=== TASK INSTRUCTIONS ===
Go through the listing below. Copy each line that has the string "marker".

=== DATA FOR ANALYSIS ===
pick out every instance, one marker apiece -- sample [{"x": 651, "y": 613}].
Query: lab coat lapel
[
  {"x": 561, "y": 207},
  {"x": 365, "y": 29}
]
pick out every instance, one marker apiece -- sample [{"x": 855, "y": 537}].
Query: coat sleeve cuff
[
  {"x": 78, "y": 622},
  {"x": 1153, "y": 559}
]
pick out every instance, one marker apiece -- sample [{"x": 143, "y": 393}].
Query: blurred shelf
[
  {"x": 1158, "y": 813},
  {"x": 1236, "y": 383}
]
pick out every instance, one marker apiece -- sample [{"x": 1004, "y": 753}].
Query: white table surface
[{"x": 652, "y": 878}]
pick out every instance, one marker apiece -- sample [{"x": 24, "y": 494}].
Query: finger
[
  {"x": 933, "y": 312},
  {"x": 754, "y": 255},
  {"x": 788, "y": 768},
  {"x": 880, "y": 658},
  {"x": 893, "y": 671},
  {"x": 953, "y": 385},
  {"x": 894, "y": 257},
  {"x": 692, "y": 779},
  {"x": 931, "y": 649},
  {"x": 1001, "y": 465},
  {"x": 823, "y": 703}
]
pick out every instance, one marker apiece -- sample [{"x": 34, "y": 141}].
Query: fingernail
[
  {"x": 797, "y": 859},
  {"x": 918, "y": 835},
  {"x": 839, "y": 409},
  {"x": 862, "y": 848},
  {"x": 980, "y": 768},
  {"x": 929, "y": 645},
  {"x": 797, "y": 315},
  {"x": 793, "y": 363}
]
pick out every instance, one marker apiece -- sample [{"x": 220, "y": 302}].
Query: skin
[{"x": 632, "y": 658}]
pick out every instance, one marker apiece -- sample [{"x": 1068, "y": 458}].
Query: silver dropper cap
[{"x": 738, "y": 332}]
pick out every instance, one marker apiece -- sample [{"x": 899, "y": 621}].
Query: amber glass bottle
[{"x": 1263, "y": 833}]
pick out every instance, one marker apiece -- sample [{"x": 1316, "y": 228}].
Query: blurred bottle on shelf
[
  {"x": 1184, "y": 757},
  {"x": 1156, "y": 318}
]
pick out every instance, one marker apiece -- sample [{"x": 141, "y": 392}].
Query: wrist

=== SOLUTION TO THIS EXERCISE ===
pick out every instance, one marker apiece -- sample [{"x": 651, "y": 613}].
pick out every instance, one marker apiece -- sample [{"x": 855, "y": 537}].
pick out every instance, one marker apiece -- sample [{"x": 143, "y": 393}].
pick out every instance, one marker apiece -- sample [{"x": 1004, "y": 753}].
pick out every instance, one marker apiece -- sample [{"x": 24, "y": 494}].
pick out every instance, one marker apiece -- sample [{"x": 34, "y": 141}].
pick out every instance, one marker apiece -- sample [{"x": 220, "y": 302}].
pick out every instance, one marker apiece -- sample [{"x": 1068, "y": 458}].
pick out every instance, one marker apiece -- sample [{"x": 899, "y": 621}].
pick out every instance, one marker apiece -- sample [{"x": 1316, "y": 228}].
pick out every instance, one marker apiece -- sample [{"x": 141, "y": 392}].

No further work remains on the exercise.